** Opening Text for analysis block **
Edward-Isaac Dovere at Politico captured what most people heard in President Obama’s speech on Monday to the United Nation’s General Assembly.

President Barack Obama took repeated swipes at Vladimir Putin, Dick Cheney and even Donald Trump, without mentioning them by name, in an address to the United Nations on Monday, holding them up as examples of forces playing off fears and attempting to pull the country and world backward.

That is an accurate summary. But it captures the trees and not the forest. In many ways, the President’s speech was an affirmation of an Obama Doctrine. He pointed out the failure of domination as a model for conducting both domestic and foreign affairs.

There are those who argue that the ideals enshrined in the U.N. charter are unachievable or out of date — a legacy of a postwar era not suited to our own. Effectively, they argue for a return to the rules that applied for most of human history and that pre-date this institution: the belief that power is a zero-sum game; that might makes right; that strong states must impose their will on weaker ones; that the rights of individuals don’t matter; and that in a time of rapid change, order must be imposed by force.

Because of the interconnectivity of our world today, we have to work together in order to succeed.

But I stand before you today believing in my core that we, the nations of the world, cannot return to the old ways of conflict and coercion. We cannot look backwards. We live in an integrated world — one in which we all have a stake in each other’s success. We cannot turn those forces of integration. No nation in this Assembly can insulate itself from the threat of terrorism, or the risk of financial contagion; the flow of migrants, or the danger of a warming planet. The disorder we see is not driven solely by competition between nations or any single ideology. And if we cannot work together more effectively, we will all suffer the consequences. That is true for the United States, as well.

That echoes what he said in his first foreign policy speech in Cairo back in 2009.
** Closing Text for analysis block **
** Opening Supplied entries block **
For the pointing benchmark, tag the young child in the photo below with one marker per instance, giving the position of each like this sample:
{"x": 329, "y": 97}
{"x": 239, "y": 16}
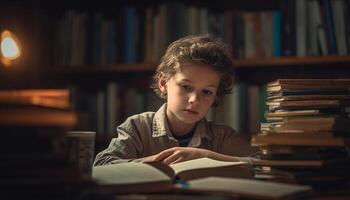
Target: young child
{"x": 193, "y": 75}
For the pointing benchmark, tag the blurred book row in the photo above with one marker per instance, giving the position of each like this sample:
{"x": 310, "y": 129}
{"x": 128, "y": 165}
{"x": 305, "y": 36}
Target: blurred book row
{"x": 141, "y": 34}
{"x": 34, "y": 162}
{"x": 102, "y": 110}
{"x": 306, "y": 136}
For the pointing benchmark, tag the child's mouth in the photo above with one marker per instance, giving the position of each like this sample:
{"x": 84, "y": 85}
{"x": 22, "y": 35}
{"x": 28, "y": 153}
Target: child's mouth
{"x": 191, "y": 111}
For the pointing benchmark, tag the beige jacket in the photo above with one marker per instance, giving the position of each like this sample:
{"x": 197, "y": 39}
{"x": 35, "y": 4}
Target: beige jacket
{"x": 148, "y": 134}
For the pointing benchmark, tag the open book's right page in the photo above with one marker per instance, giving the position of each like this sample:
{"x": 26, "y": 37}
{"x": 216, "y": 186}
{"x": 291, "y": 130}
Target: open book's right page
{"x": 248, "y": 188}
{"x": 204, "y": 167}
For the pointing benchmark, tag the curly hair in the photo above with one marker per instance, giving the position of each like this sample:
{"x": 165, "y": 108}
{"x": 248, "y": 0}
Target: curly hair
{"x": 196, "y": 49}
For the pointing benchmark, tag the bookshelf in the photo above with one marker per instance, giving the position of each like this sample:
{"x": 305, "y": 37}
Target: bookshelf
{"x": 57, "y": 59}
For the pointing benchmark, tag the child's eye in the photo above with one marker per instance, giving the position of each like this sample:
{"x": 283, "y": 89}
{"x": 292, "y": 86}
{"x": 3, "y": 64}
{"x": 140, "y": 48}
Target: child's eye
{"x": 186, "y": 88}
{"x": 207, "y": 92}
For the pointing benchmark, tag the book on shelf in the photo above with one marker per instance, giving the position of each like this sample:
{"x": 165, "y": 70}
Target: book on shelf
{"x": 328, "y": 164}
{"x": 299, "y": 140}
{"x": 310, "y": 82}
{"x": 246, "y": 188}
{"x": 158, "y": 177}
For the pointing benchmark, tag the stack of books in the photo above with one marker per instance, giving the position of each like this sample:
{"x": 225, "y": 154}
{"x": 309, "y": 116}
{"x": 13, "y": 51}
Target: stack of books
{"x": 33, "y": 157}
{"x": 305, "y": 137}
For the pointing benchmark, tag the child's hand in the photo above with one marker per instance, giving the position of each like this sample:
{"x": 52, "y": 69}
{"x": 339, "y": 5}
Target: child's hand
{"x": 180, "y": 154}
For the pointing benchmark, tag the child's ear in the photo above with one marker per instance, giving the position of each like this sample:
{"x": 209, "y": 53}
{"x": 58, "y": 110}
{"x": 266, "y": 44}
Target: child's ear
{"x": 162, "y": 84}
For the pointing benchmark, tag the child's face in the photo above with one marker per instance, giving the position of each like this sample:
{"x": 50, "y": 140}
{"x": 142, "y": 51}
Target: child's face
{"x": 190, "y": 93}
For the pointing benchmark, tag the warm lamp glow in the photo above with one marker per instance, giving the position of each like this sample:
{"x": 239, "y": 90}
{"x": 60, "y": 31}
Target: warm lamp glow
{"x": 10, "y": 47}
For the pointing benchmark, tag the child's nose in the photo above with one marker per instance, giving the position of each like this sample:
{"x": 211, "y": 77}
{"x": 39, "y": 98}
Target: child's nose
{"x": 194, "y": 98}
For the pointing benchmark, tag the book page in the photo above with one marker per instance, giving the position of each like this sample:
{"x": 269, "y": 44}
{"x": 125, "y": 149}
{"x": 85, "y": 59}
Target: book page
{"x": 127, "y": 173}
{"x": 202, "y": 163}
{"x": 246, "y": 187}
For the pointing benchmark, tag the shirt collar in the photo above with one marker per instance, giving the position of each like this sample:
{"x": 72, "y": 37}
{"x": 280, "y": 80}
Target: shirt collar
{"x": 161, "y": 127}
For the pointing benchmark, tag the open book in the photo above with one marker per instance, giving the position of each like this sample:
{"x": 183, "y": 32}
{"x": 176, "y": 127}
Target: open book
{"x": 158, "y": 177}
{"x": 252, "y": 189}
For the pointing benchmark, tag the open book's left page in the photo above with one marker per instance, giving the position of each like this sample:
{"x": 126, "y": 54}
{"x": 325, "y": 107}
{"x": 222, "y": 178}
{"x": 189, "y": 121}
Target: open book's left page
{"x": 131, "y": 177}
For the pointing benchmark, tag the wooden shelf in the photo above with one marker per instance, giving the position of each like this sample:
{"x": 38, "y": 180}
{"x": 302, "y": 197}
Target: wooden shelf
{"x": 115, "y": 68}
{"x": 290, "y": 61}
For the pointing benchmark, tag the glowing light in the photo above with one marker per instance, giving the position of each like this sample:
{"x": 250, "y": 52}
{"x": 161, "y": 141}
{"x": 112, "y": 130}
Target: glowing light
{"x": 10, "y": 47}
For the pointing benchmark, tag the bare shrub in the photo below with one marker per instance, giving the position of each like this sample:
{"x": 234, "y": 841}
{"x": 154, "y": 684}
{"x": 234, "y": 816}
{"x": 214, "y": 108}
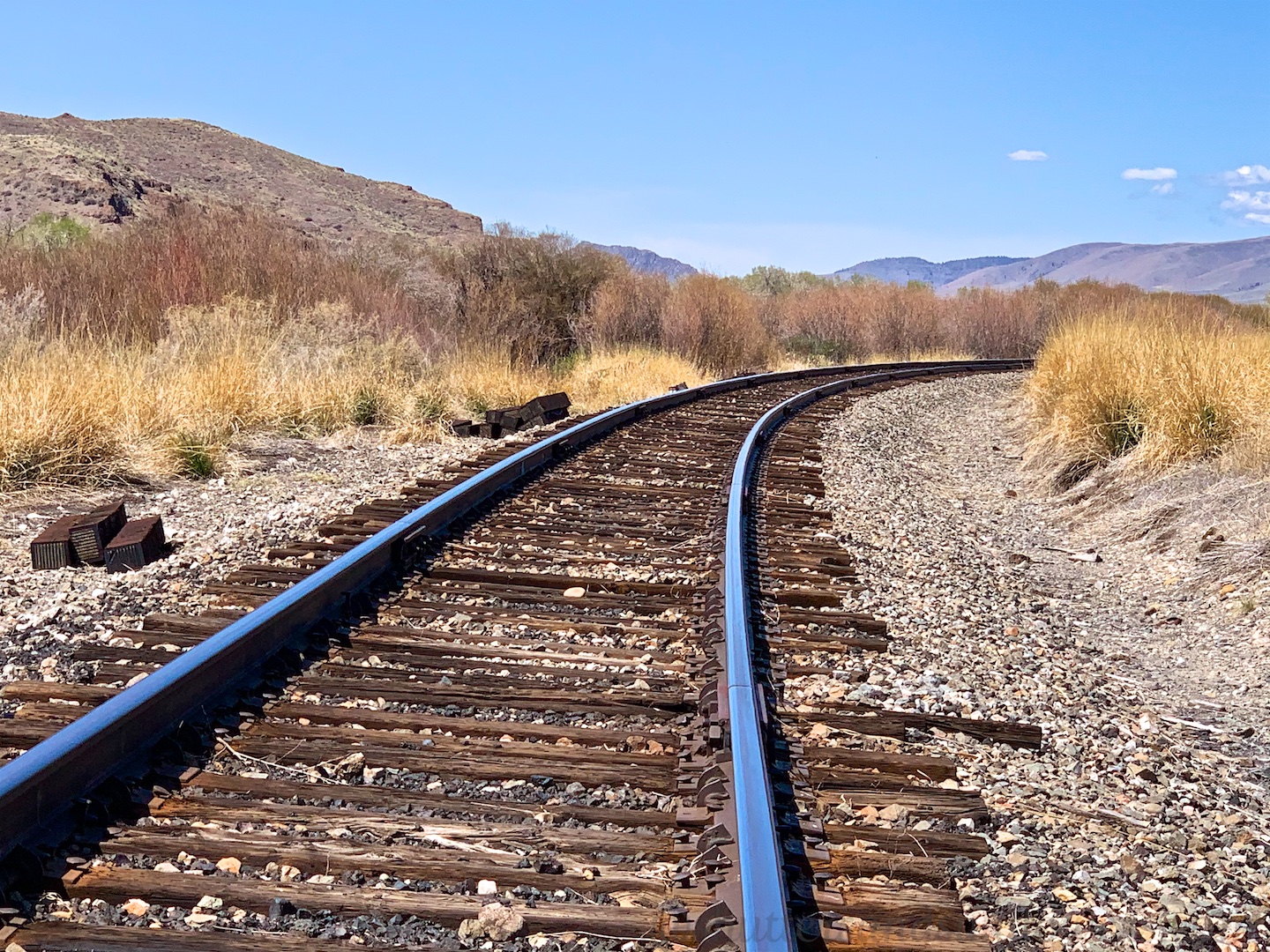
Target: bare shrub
** Closing Supplied entries block **
Task to complete: In two sentences, summarize the commentary on President Obama's United Nations speech. The records were taken from a different source.

Task result: In his Monday address to the United Nations General Assembly, President Obama took unnamed swipes at Vladimir Putin, Dick Cheney and Donald Trump, and the commentary treats the speech as an affirmation of an Obama Doctrine that points out the failure of domination in domestic and foreign affairs. Obama said the nations of the world cannot return to the old ways of conflict and coercion, because in an integrated world no nation can insulate itself from threats such as terrorism, financial contagion or a warming planet, a message that echoes his 2009 Cairo speech.